Configuration snippet using the *format
attribute
cookie *abbr=CO *format='...10'
referer *abbr=RF *format='10...'
user-agent *abbr=UA *format='8...8'
When no format attribute is provided, the default for most field names is *format='20...20'
. The exceptions to this rule are the :path
and referer
fields, which by default use an implicit *format='100...100'
. These two special fields retain more of the original string in order to provide better results with the Analytics
CLI.
Coloring fields
The foreground and background color of each header value can be set by specifying *fg
and *bg
attributes. Eight colors are allowed: black, white, red, green, blue, cyan, magenta, and yellow.
Configuration snippet using the *fg
and *bg
attributes
cookie *abbr=CO *fg=red *bg=white
referer *abbr=RF *fg=green *bg=black
user-agent *abbr=UA *fg=black *bg=cyan
Colors are normally suppressed by the journalctl
utility. To enable colors, use the --output=cat
switch, like this:
journalctl -u rwserve --output=cat
Orientation of log fields
Log messages are normally sent to the console as single horizontal lines. It is also possible to configure the server to create messages in a vertically stacked style. This is convenient during development and testing, to bring an extra bit of clarity to the output. Do this by adding an orientation vertical
setting to the logging
section.

# [DATA PROVIDED]
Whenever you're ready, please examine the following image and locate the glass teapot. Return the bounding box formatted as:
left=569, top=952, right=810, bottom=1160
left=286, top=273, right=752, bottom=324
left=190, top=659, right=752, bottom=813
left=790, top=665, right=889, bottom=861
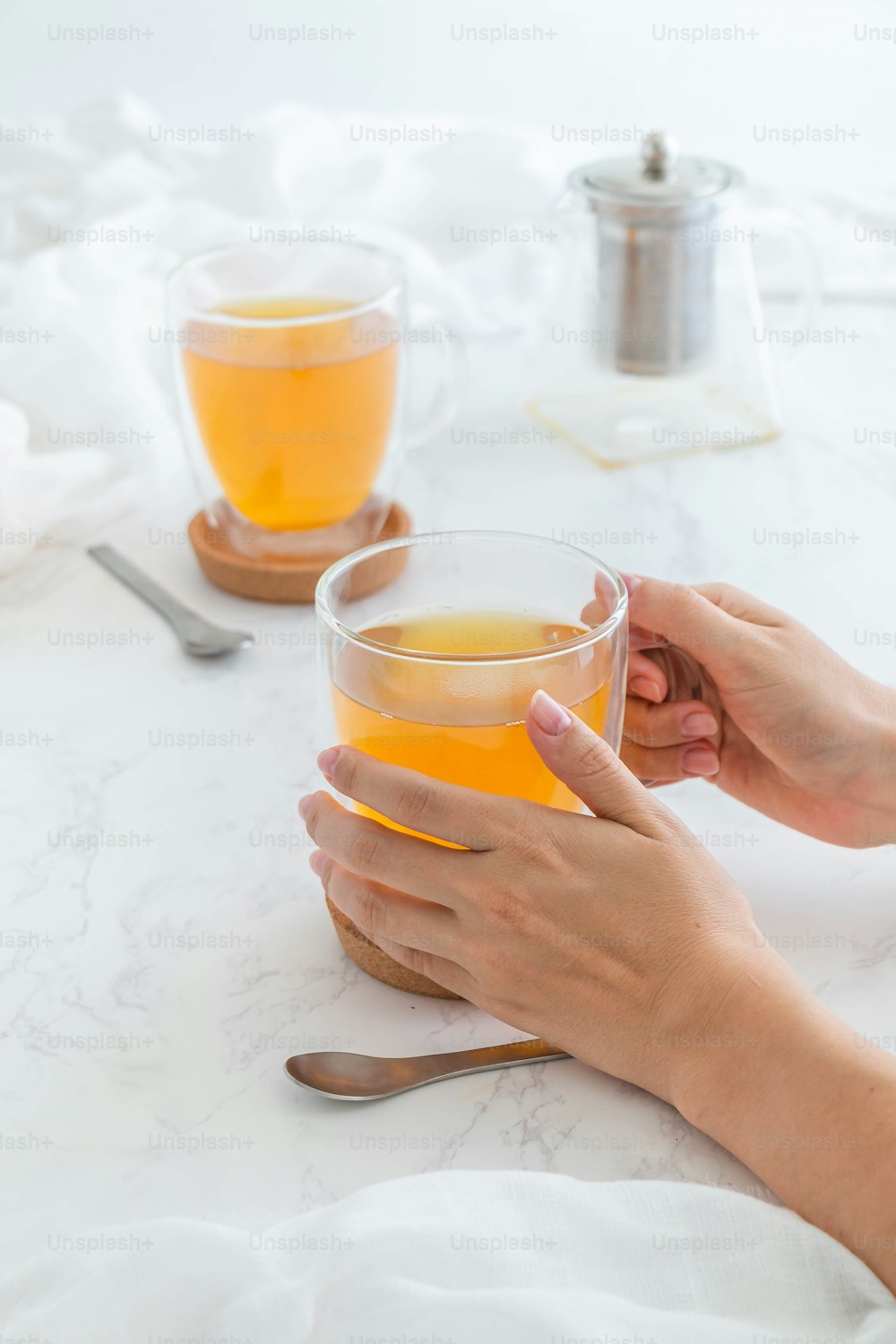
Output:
left=530, top=132, right=820, bottom=468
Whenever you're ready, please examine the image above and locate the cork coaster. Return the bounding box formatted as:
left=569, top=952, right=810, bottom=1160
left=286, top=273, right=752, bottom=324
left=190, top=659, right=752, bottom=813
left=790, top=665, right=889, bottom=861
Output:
left=188, top=503, right=411, bottom=607
left=325, top=897, right=461, bottom=999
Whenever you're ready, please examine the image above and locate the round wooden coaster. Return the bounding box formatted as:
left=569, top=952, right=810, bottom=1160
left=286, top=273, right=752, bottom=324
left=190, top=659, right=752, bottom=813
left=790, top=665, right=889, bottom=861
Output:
left=325, top=897, right=461, bottom=999
left=188, top=503, right=411, bottom=602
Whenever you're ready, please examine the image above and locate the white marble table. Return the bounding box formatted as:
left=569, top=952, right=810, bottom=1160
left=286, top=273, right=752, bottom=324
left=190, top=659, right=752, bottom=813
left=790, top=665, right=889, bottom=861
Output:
left=0, top=297, right=896, bottom=1263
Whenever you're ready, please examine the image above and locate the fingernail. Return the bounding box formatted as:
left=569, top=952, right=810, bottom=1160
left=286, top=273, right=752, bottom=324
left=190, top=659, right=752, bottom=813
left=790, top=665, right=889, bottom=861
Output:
left=629, top=676, right=662, bottom=704
left=317, top=747, right=339, bottom=784
left=681, top=747, right=719, bottom=774
left=530, top=691, right=573, bottom=738
left=681, top=710, right=719, bottom=738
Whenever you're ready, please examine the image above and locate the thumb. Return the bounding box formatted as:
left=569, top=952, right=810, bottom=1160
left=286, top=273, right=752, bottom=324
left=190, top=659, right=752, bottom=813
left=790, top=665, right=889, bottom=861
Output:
left=629, top=577, right=786, bottom=680
left=525, top=691, right=659, bottom=836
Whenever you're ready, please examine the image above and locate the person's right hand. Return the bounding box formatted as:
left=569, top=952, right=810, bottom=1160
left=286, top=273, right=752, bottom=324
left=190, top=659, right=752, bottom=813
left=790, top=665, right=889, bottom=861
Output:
left=622, top=577, right=896, bottom=849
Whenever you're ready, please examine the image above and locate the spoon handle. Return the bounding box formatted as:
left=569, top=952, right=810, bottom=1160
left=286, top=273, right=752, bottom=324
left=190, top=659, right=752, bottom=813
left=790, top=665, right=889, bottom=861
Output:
left=87, top=546, right=220, bottom=644
left=403, top=1039, right=570, bottom=1085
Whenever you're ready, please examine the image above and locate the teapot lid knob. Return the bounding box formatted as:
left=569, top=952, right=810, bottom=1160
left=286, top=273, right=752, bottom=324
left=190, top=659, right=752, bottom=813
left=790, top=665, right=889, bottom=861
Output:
left=642, top=131, right=678, bottom=182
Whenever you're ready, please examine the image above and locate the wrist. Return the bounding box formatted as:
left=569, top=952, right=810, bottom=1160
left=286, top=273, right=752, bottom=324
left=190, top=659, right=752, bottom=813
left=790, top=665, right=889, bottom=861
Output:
left=669, top=929, right=810, bottom=1129
left=860, top=683, right=896, bottom=849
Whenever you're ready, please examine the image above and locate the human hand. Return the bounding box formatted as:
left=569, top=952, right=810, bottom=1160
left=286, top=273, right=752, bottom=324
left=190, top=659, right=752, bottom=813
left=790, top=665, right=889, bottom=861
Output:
left=299, top=693, right=788, bottom=1099
left=622, top=578, right=896, bottom=849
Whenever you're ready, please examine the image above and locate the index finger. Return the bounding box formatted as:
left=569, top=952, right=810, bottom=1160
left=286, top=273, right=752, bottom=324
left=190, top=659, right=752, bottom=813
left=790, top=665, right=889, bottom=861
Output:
left=317, top=747, right=506, bottom=851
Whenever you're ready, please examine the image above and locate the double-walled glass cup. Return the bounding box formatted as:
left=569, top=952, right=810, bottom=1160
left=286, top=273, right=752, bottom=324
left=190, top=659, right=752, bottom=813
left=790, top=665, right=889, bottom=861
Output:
left=317, top=532, right=627, bottom=997
left=168, top=242, right=457, bottom=561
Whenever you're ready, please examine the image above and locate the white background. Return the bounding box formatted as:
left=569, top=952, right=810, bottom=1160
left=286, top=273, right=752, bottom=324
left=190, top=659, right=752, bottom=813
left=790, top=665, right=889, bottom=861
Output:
left=0, top=0, right=896, bottom=191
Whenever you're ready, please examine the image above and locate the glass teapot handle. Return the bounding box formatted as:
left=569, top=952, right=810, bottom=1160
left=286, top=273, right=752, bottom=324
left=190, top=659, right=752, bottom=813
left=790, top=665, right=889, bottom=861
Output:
left=747, top=206, right=823, bottom=359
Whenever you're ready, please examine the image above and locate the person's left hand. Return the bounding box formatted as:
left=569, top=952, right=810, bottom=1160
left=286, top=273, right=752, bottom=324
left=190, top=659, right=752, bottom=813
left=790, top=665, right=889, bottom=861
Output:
left=299, top=693, right=788, bottom=1099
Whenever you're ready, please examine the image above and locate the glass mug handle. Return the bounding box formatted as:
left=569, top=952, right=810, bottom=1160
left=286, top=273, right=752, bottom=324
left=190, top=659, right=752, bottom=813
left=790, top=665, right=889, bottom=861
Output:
left=747, top=206, right=823, bottom=359
left=640, top=644, right=702, bottom=789
left=404, top=304, right=466, bottom=448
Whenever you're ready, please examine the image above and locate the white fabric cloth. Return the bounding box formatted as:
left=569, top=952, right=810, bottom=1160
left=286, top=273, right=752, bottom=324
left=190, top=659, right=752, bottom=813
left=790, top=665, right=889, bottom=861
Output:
left=0, top=96, right=896, bottom=573
left=0, top=1172, right=896, bottom=1344
left=0, top=97, right=560, bottom=573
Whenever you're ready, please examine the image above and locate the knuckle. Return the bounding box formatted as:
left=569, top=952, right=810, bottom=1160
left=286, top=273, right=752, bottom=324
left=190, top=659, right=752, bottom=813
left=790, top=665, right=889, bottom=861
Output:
left=305, top=793, right=321, bottom=840
left=353, top=886, right=383, bottom=935
left=348, top=831, right=383, bottom=871
left=399, top=780, right=433, bottom=827
left=576, top=736, right=616, bottom=780
left=489, top=874, right=524, bottom=930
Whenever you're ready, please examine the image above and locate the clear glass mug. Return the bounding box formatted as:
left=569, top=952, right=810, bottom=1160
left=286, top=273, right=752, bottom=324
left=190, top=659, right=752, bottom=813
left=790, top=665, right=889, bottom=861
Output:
left=168, top=242, right=461, bottom=559
left=317, top=532, right=629, bottom=997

# [SET TASK A]
Update the text on log configuration from "Coloring fields" through "magenta, and yellow.", putting "text" wherever "foreground" occurs.
# [SET TASK B]
Recast part of the entries as a JSON list of strings, one string per line, with blank lines left out. Begin at the line of the entries that has "locate the clear" and stop after the last line of the entries.
The entries and the text were drawn from unrelated sources.

# [FULL ANSWER A]
Coloring fields
The text and background color of each header value can be set by specifying *fg
and *bg
attributes. Eight colors are allowed: black, white, red, green, blue, cyan, magenta, and yellow.

# [FULL ANSWER B]
[
  "Whenever you're ready, please examine the image above and locate the clear glass mug. Return the bounding box formatted as:",
  "left=569, top=952, right=810, bottom=1160",
  "left=286, top=273, right=752, bottom=324",
  "left=190, top=659, right=752, bottom=813",
  "left=790, top=665, right=889, bottom=861",
  "Output:",
  "left=168, top=242, right=461, bottom=559",
  "left=317, top=532, right=629, bottom=997"
]